**To be done**:
Extract each line below that contains the word "ceiling". Case counts.

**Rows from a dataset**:
▬▬▬

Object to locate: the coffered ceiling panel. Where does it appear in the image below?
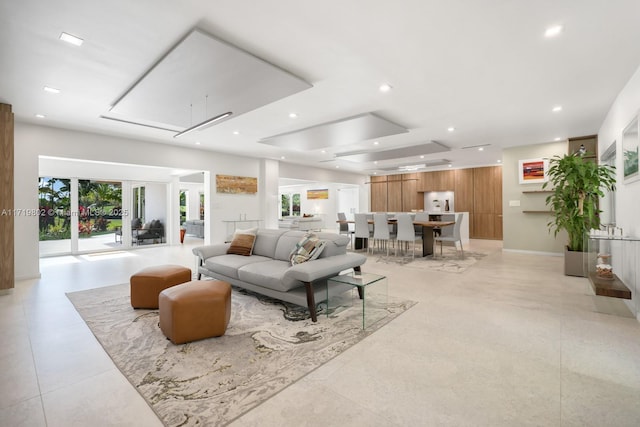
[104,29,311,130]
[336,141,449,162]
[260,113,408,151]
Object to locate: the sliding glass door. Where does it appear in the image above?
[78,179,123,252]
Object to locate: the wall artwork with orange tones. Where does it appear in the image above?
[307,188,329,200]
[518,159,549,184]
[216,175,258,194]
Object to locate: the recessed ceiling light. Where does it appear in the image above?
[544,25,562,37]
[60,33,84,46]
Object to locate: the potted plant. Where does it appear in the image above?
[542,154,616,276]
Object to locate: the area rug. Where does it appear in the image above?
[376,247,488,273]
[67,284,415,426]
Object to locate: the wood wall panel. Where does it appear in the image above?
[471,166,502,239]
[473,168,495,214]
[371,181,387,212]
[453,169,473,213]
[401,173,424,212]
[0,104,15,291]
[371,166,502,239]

▬▬▬

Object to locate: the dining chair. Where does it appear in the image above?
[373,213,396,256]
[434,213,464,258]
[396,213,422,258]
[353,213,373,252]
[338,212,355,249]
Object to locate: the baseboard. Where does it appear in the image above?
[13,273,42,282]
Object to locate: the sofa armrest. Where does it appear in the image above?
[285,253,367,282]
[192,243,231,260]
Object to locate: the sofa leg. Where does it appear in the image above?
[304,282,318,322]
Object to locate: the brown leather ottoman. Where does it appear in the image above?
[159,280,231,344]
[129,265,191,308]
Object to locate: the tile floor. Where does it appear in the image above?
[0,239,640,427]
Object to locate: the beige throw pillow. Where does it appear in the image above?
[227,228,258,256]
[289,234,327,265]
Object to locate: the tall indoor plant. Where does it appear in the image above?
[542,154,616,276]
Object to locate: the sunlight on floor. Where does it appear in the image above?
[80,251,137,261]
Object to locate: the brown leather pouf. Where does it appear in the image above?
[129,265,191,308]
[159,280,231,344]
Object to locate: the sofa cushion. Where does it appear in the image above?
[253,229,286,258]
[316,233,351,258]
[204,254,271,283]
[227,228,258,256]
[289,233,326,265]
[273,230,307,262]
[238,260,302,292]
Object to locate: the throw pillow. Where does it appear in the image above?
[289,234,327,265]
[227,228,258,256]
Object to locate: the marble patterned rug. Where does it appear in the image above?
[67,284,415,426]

▬▬▬

**Exercise response**:
Object to locate: the coffered ceiling panel. Where does it appear in the image below?
Object to locate: the recessed ceiling light. Where does it appear in the image above?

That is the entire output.